Activity A:
Answer these questions about the SGX patch thread, one per line:
(i) To which processor generation did the SGX architecture add the EUPDATESVN instruction?
(ii) What does the current code do when anything that is not liked happens?
(iii) Whose earlier submission is the patch based on?
Activity B: Replace "re-iterate" with "retry" in the passage of the SGX patch thread starting at "Or actually actually" and ending at "recovery or not?", and give that passage.

Selected extract:

Or actually actually I take one step back with my suggestions
because this really should be a question for which I don't have
the definitive answer.

The current code works like this: if anything that we don't
like happens, we re-iterate.

Should some of the "exceptional conditions" have a different
recovery or not?

BR, Jarkko

RE: [PATCH v2 2/2] x86/sgx: Implement EUPDATESVN and opportunistically call it during first EPC page alloc

Posted by Reshetova, Elena 10 months, 2 weeks ago

> 
> On Fri, Mar 28, 2025 at 07:50:43PM +0200, Jarkko Sakkinen wrote:
> > On Fri, Mar 28, 2025 at 02:57:41PM +0200, Elena Reshetova wrote:
> > > SGX architecture introduced a new instruction called EUPDATESVN
> > > to Ice Lake. It allows updating security SVN version, given that EPC
> > > is completely empty. The latter is required for security reasons
> > > in order to reason that enclave security posture is as secure as the
> > > security SVN version of the TCB that created it.
> > >
> > > Additionally it is important to ensure that while ENCLS[EUPDATESVN]
> > > runs, no concurrent page creation happens in EPC, because it might
> > > result in #GP delivered to the creator. Legacy SW might not be prepared
> > > to handle such unexpected #GPs and therefore this patch introduces
> > > a locking mechanism to ensure no concurrent EPC allocations can happen.
> > >
> > > It is also ensured that ENCLS[EUPDATESVN] is not called when running
> > > in a VM since it does not have a meaning in this context (microcode
> > > updates application is limited to the host OS) and will create
> > > unnecessary load.
> > >
> > > This patch is based on previous submision by Cathy Zhang
> > > https://lore.kernel.org/all/20220520103904.1216-1-
> cathy.zhang@intel.com/
> > >
> > > Signed-off-by: Elena Reshetova <elena.reshetova@intel.com>
> > > ---
> > >  arch/x86/include/asm/sgx.h      | 41 +++++++++++++--------
> > >  arch/x86/kernel/cpu/sgx/encls.h |  6 ++++
> > >  arch/x86/kernel/cpu/sgx/main.c  | 63
> ++++++++++++++++++++++++++++++++-
> > >  arch/x86/kernel/cpu/sgx/sgx.h   |  1 +
> > >  4 files changed, 95 insertions(+), 16 deletions(-)

Provided records:
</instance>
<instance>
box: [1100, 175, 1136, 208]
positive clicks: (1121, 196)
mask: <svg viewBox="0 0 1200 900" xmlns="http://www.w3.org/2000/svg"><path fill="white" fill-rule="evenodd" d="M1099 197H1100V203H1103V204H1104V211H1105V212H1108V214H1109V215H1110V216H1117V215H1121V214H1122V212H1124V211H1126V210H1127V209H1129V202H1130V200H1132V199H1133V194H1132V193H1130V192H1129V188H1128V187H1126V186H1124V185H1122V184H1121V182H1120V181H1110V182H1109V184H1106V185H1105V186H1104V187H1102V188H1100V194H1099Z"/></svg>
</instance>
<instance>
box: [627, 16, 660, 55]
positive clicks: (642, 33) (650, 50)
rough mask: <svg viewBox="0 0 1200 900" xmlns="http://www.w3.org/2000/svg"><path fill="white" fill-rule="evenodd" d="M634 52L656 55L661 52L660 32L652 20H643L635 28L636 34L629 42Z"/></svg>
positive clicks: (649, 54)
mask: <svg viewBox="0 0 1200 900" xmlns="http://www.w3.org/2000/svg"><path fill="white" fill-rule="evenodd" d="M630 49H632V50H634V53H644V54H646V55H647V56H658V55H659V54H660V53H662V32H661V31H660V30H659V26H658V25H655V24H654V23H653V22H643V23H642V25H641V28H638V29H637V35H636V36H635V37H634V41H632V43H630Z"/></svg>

Worked solution A:
(i) Ice Lake
(ii) It re-iterates.
(iii) Cathy Zhang's

Worked solution B:
Or actually actually I take one step back with my suggestions
because this really should be a question for which I don't have
the definitive answer.

The current code works like this: if anything that we don't
like happens, we retry.

Should some of the "exceptional conditions" have a different
recovery or not?